Copy the rows between the lines holding "Outline every instance of the green leaf." and "M 84 22 L 84", inclusive, reproducing each line precisely as it appears.

— start of Information provided —

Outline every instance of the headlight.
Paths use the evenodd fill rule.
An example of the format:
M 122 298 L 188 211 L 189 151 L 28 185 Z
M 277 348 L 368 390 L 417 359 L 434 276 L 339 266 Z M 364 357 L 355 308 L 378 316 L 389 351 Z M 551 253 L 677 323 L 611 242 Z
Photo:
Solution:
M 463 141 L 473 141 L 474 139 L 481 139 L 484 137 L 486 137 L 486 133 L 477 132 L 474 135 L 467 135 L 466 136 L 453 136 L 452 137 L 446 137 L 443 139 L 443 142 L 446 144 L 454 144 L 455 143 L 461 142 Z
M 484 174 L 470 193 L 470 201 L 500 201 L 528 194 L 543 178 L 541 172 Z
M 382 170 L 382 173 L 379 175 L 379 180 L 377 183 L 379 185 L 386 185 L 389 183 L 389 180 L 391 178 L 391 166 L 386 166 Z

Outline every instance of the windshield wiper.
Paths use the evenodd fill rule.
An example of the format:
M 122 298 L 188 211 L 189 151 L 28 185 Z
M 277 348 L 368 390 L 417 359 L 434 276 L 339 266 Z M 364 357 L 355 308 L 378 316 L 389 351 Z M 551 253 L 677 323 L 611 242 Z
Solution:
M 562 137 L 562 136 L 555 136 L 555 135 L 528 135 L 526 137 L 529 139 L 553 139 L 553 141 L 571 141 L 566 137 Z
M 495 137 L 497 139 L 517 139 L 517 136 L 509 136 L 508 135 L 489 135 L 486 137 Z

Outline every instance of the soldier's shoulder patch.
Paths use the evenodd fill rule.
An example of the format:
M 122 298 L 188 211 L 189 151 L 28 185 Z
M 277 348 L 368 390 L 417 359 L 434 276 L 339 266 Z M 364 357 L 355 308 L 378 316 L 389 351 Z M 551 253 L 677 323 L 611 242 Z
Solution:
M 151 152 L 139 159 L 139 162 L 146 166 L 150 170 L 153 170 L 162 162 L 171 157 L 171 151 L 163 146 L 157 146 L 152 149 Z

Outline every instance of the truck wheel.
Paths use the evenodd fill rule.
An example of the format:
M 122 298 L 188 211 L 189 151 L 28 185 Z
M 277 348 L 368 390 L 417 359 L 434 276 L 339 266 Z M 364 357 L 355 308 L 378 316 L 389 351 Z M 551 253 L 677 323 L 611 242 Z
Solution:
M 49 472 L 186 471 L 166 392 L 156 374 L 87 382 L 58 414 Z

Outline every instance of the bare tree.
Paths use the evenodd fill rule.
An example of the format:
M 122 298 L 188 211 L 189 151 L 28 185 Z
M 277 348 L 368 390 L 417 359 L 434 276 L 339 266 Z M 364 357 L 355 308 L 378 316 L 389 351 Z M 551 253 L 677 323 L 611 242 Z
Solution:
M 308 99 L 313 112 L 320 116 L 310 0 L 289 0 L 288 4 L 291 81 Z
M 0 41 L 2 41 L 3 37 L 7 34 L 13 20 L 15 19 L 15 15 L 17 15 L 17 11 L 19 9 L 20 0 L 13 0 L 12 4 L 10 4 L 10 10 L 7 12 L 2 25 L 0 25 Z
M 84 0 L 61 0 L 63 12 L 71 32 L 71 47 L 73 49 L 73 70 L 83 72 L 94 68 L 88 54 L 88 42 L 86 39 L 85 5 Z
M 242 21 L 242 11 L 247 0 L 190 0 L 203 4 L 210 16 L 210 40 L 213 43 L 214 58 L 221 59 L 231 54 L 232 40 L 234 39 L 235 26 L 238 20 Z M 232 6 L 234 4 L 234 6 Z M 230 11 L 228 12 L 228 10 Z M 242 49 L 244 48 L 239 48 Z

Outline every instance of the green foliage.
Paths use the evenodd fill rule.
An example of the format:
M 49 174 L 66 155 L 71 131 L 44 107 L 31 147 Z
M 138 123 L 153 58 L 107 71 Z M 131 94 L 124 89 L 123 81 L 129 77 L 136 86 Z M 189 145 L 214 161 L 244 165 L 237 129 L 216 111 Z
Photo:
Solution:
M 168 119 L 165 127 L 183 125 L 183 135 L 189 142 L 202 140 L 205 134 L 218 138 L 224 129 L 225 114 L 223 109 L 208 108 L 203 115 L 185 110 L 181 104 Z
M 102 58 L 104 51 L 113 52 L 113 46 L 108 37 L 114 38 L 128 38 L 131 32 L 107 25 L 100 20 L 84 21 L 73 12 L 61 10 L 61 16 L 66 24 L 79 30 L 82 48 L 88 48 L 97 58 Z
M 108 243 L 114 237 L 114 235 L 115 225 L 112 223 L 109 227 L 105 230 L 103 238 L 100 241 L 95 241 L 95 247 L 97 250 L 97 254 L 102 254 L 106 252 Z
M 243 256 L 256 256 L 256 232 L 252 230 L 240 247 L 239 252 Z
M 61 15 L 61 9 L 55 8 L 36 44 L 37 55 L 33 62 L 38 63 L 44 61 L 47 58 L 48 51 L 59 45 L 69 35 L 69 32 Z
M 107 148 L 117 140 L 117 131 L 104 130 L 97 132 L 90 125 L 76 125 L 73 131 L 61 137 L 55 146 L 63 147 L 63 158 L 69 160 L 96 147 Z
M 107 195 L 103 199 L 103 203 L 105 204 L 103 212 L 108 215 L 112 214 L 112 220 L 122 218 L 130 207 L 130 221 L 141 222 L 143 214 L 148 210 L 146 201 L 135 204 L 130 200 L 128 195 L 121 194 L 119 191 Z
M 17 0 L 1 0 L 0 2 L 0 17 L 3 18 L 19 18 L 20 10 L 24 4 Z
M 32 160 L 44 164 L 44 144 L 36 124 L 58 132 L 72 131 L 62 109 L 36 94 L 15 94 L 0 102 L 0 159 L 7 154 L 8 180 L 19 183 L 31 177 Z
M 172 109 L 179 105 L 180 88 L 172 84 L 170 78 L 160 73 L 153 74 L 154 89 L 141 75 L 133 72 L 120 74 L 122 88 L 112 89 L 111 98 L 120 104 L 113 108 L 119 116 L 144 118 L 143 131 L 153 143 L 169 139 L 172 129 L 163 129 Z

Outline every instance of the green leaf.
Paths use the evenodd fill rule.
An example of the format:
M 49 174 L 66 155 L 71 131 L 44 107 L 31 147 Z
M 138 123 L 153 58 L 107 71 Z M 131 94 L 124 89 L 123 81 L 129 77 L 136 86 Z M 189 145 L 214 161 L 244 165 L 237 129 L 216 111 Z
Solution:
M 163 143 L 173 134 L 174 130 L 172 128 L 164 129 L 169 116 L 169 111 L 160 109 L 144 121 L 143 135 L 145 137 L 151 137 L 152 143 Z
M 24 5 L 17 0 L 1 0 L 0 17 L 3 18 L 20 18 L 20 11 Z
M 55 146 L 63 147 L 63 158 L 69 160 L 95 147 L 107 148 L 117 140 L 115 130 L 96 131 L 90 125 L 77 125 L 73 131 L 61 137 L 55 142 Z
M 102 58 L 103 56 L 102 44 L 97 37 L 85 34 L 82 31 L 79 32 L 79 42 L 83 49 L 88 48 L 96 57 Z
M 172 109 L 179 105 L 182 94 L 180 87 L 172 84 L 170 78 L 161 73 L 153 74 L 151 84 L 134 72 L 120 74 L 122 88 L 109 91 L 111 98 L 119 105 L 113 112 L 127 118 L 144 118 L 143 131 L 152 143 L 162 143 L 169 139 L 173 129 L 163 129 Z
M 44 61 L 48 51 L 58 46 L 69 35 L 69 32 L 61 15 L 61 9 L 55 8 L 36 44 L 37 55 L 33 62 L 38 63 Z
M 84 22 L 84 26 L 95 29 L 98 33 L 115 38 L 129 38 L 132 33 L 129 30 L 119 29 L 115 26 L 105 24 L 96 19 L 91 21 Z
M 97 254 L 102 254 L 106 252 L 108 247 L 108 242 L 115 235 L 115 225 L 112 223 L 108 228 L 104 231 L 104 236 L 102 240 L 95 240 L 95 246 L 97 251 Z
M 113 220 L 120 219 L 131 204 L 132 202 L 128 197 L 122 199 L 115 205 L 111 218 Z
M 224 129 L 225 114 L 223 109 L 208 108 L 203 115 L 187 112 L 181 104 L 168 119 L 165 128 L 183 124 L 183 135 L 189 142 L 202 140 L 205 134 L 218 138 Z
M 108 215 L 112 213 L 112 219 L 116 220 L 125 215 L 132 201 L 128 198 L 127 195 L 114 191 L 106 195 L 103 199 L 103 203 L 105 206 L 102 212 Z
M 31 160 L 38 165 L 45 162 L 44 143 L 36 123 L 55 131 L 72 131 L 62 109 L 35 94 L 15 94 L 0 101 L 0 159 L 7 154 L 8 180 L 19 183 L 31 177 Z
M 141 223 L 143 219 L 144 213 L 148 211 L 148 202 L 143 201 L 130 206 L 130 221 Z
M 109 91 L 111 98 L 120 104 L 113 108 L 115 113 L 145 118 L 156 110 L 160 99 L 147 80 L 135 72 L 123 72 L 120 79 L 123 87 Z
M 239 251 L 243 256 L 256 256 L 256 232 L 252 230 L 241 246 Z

— end of Information provided —

Response to the exercise:
Outline every instance of the green leaf.
Paths use the evenodd fill rule.
An example of the format:
M 49 174 L 66 155 L 71 131 L 44 107 L 31 147 Z
M 138 123 L 153 58 L 107 71 Z M 131 94 L 124 89 L 123 81 L 129 77 L 136 86 Z M 189 145 L 214 161 L 244 165 L 237 129 L 216 111 Z
Solution:
M 163 143 L 173 134 L 174 130 L 172 128 L 164 129 L 169 116 L 169 111 L 160 109 L 144 121 L 143 135 L 145 137 L 151 137 L 152 143 Z
M 24 5 L 17 0 L 1 0 L 0 17 L 3 18 L 20 18 L 20 11 Z
M 55 146 L 63 147 L 63 158 L 69 160 L 95 147 L 107 148 L 117 140 L 115 130 L 96 131 L 90 125 L 77 125 L 73 131 L 61 137 L 55 142 Z
M 102 58 L 103 56 L 102 44 L 97 37 L 85 34 L 82 31 L 79 32 L 79 42 L 83 49 L 88 48 L 96 57 Z
M 172 109 L 179 105 L 182 94 L 180 87 L 172 84 L 170 78 L 161 73 L 153 74 L 151 84 L 134 72 L 120 74 L 122 88 L 109 91 L 111 98 L 119 105 L 113 112 L 127 118 L 144 118 L 143 131 L 152 143 L 162 143 L 169 139 L 173 129 L 163 129 Z
M 44 61 L 48 51 L 58 46 L 69 35 L 69 32 L 61 15 L 61 9 L 55 8 L 36 44 L 37 55 L 33 62 L 38 63 Z
M 84 22 L 84 26 L 95 29 L 98 33 L 115 38 L 129 38 L 132 33 L 129 30 L 119 29 L 115 26 L 105 24 L 96 19 L 91 21 Z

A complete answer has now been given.